**Exercise goal**
Copy out everything from the item containing "In the photo below, where can the hillside" down to the end of the items, requests included, shifting every number in the pixel coordinates up by 103. Leave the pictures out.

# start of Information supplied

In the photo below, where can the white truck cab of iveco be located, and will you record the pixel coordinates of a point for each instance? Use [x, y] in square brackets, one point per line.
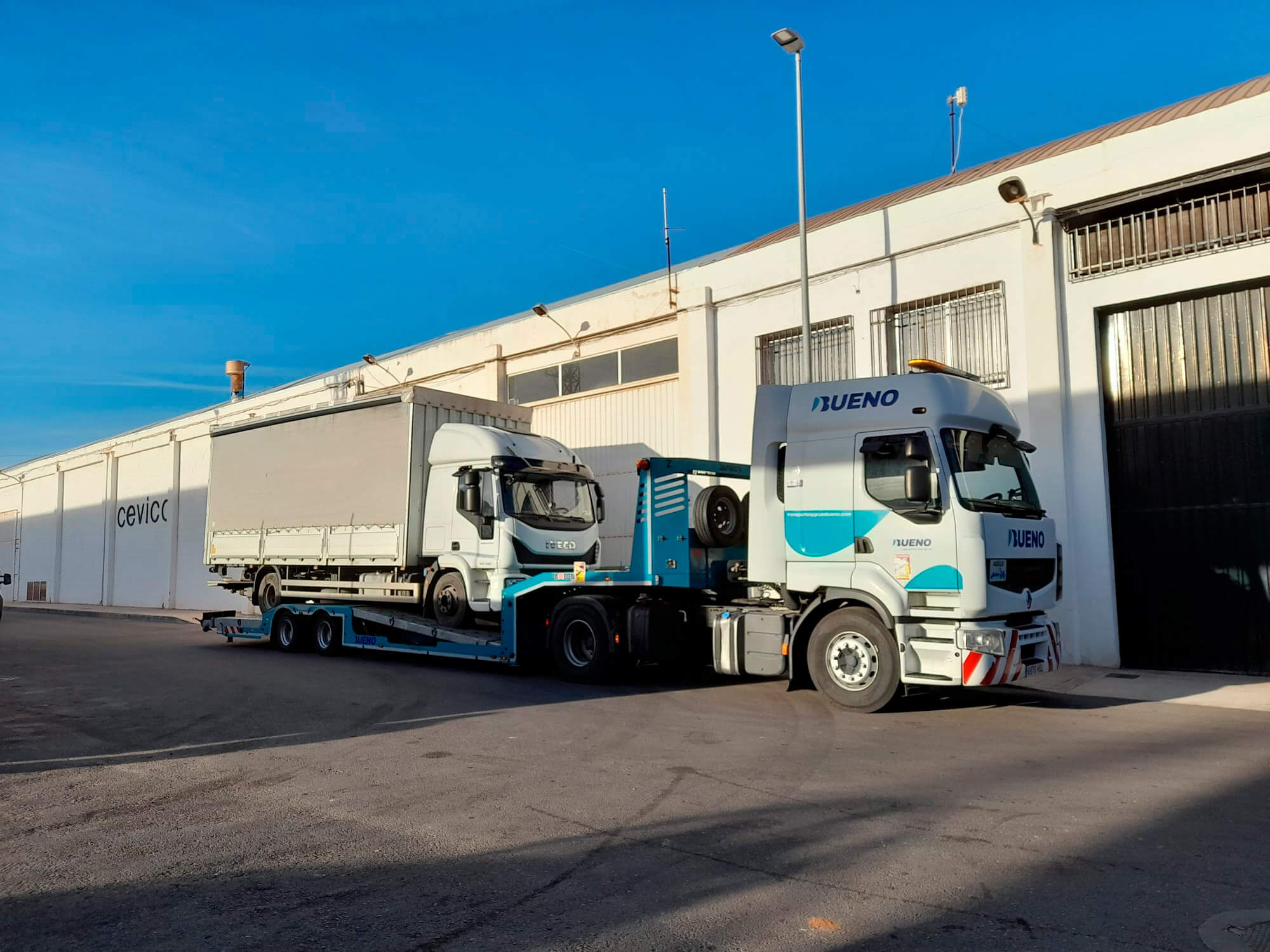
[910, 497]
[525, 505]
[420, 498]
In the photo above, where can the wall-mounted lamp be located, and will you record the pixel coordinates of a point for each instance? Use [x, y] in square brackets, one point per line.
[1013, 191]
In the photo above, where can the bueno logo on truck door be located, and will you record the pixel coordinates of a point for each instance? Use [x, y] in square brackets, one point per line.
[859, 400]
[1027, 539]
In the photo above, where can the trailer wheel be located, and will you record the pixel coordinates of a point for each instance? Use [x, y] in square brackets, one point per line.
[854, 661]
[269, 592]
[328, 634]
[580, 643]
[450, 601]
[717, 517]
[285, 633]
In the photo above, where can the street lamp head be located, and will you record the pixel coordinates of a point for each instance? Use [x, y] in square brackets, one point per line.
[788, 40]
[1013, 191]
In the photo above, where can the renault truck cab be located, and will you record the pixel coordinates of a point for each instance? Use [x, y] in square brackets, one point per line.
[907, 503]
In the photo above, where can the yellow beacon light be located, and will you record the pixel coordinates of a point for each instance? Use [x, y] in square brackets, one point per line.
[923, 365]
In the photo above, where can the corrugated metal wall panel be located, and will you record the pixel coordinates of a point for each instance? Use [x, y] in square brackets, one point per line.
[612, 432]
[1188, 418]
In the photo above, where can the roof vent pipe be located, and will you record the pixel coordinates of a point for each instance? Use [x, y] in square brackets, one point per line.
[237, 373]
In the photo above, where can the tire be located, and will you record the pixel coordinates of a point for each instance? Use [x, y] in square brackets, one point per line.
[450, 601]
[286, 633]
[269, 592]
[328, 635]
[854, 661]
[580, 637]
[717, 517]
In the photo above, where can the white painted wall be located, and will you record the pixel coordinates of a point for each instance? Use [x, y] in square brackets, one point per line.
[143, 543]
[83, 535]
[37, 553]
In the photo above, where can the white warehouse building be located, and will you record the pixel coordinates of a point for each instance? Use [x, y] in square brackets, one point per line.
[1127, 328]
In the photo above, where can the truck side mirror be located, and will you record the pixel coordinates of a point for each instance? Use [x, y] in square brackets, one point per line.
[918, 484]
[469, 497]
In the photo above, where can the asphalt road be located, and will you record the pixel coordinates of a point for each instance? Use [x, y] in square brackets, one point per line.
[162, 790]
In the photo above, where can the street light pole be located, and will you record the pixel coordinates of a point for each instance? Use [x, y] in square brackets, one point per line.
[793, 44]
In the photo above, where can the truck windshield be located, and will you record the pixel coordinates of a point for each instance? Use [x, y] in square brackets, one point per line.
[548, 502]
[991, 473]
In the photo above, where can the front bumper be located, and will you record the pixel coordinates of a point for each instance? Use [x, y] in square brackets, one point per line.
[1033, 649]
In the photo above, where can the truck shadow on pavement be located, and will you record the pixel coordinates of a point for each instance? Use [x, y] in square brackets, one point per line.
[864, 871]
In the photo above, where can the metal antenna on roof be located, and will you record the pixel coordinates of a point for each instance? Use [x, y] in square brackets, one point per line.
[958, 98]
[666, 233]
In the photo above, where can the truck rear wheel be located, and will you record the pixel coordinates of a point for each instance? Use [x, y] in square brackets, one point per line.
[450, 601]
[854, 661]
[328, 634]
[285, 633]
[580, 643]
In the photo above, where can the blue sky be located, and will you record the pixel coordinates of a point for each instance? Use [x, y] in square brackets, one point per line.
[297, 185]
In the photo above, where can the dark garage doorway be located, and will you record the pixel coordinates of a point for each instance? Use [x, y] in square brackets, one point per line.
[1187, 388]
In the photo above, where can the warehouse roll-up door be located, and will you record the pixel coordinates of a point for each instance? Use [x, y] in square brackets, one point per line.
[1187, 385]
[612, 432]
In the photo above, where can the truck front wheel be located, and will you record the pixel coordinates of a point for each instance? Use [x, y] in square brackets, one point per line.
[580, 643]
[854, 661]
[450, 601]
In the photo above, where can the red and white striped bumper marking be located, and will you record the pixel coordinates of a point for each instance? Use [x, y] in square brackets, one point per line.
[980, 670]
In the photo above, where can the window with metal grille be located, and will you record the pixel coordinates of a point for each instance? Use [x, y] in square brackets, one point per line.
[780, 355]
[628, 366]
[966, 329]
[1168, 230]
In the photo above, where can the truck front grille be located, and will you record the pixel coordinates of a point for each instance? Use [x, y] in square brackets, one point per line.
[1032, 574]
[526, 557]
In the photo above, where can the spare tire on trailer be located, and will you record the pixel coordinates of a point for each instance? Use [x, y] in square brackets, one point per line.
[717, 516]
[581, 634]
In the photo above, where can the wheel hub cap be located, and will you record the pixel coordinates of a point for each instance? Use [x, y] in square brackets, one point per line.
[853, 661]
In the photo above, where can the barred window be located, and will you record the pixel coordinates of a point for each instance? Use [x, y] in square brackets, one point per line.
[780, 355]
[1158, 230]
[966, 329]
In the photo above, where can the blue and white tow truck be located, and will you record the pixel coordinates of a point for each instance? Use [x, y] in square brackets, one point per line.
[892, 540]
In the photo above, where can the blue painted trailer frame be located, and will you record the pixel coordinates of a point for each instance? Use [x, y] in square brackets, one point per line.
[665, 554]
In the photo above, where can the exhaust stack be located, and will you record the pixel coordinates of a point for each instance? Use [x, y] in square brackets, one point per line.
[237, 373]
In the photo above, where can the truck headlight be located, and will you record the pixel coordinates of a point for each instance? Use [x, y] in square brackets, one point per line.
[990, 642]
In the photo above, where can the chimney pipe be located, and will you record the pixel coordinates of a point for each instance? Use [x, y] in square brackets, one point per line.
[237, 373]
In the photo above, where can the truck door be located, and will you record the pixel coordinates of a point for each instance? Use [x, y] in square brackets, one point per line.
[904, 544]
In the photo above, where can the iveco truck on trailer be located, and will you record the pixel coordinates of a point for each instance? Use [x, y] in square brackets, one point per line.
[896, 543]
[417, 499]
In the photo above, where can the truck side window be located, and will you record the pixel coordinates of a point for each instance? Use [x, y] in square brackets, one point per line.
[886, 464]
[780, 473]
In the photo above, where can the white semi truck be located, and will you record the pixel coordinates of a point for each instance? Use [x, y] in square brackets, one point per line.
[896, 544]
[418, 499]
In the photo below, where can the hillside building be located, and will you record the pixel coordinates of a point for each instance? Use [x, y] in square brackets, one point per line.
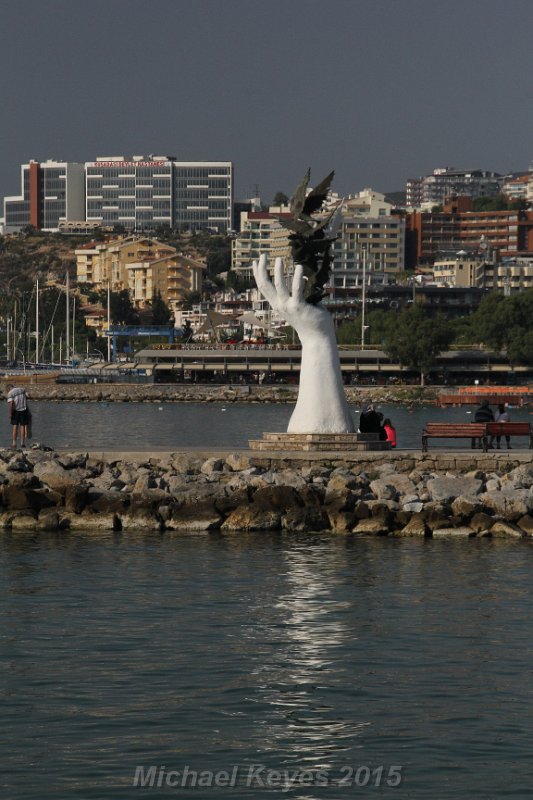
[141, 265]
[446, 183]
[260, 233]
[144, 193]
[51, 193]
[138, 194]
[458, 227]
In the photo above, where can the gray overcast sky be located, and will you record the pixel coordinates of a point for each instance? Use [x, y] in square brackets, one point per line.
[379, 90]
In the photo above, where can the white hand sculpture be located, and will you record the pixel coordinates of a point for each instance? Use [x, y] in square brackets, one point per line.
[321, 406]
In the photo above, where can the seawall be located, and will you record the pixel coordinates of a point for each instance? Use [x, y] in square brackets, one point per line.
[211, 393]
[445, 494]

# end of Information supplied

**Solution below**
In the photo below, where can the hillside building be located, and will you record the pixel coordinates of a point for each instance? Use [x, y] in square brackets, one point per line.
[244, 368]
[549, 286]
[363, 336]
[247, 296]
[154, 296]
[241, 297]
[561, 330]
In the photo above, where can the gray overcast sky be located, and will you record the pixel coordinates of a point for each instance? Use [x, y] in square brackets, one point per line.
[482, 193]
In the photo above, where can the white hand sculpture be located, and will you record the pixel coordinates of a point for each instance? Use [x, y] in square brackets, one point per line.
[424, 509]
In the photo above, where can the seawall be located, and will you record the pixel coordinates of a point for each instance? Use [x, y] in square brackets, one point per line.
[314, 496]
[548, 597]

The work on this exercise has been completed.